Source text:
---+---

Separation and Restrictive Covenant Agreement and Full Release and Waiver of Claims dated October 5, 2023, with Michael C. Pearl

Contract Categories: Human Resources - Separation Agreements
EX-10.6 3 usac202310-kex106.htm EX-10.6 Document
Exhibit 10.6
SEPARATION AND RESTRICTIVE COVENANT AGREEMENT AND FULL RELEASE AND WAIVER OF CLAIMS
This Separation and Restrictive Covenant Agreement and Full Release and Waiver of Claims (this “Agreement”) is by and between USA Compression Management Services, LLC (“USAC”) on behalf of itself and its parents, its subsidiaries and affiliates (collectively with USAC, the “Partnership”) and Michael C. Pearl (“Employee”).
WHEREAS, Employee will resign from employment and Employee’s employment with the Partnership shall terminate effective October 5, 2023 (the “Termination Date”);
WHEREAS, the Partnership will provide Employee a lump sum of $500,000.00, which is a payment Employee would not otherwise be entitled, less all applicable taxes and required governmental withholdings (the “Separation Payment”), in exchange for the Employee’s full and proper execution of this Agreement;
WHEREAS, in order to achieve a final and amicable resolution of the employment relationship in all its aspects, the Partnership has agreed, in accordance with the terms and conditions of this Agreement as set forth below, to provide consideration to the Employee in exchange for the Employee’s full and proper execution of this Agreement.
NOW, THEREFORE, in consideration of the mutual promises and covenants set forth in this Agreement and other good and valuable consideration, the receipt and sufficiency of which is hereby acknowledged, the parties agree as follows:
1.Separation from Employment. Employee’s employment with the Partnership shall terminate effective as of the Termination Date.

---+---

Provided data:
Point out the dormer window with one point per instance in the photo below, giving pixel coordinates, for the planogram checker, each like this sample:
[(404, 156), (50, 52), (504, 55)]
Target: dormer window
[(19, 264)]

---+---

What to do:
[1] Answer these from the separation agreement, one line each:
(a) On what date does the employee's employment end?
(b) What is the amount of the lump sum the Partnership will pay?
(c) On whose behalf does USAC enter into the agreement?
[2] Summarize the separation agreement in two sentences.
[3] Continue the separation agreement from where it stops.

Results for each task:
[1]
(a) October 5, 2023.
(b) $500,000.00, less all applicable taxes and required governmental withholdings.
(c) On behalf of itself and its parents, its subsidiaries and affiliates.

[2] The agreement is between USA Compression Management Services, LLC, acting for itself and its affiliated entities, and Michael C. Pearl, whose employment ends on October 5, 2023 after he resigns. In exchange for his full and proper execution of the agreement, the Partnership will pay him a lump sum of $500,000.00, less taxes and withholdings, to which he would not otherwise be entitled.

[3]
2.Consideration for Signing. As consideration for this Agreement the Partnership agrees to the following:
(a)Employee shall receive the Separation Payment, which is contingent upon the full and proper execution of this Agreement.
(b)The Separation Payment shall be made as soon as reasonably practicable after the Effective Date (as defined herein).
The consideration given to Employee hereunder in the form of the Separation Payment is expressly conditioned upon Employee’s full compliance with the terms and conditions set forth herein, including Employee’s agreement to waive any and all claims that the provisions of this Agreement are not fully enforceable as written in its entirety, and Employee’s agreement not to sue or otherwise pursue any legal claim contrary to the foregoing waiver. Notwithstanding anything herein to the contrary, and in addition to any and all other remedies and alternatives which may be available at law or in equity, in the event of a breach or threatened breach of the provisions of this Agreement by Employee, the Partnership may (in its sole discretion) cease without further obligation to Employee to make the payment set forth in this section.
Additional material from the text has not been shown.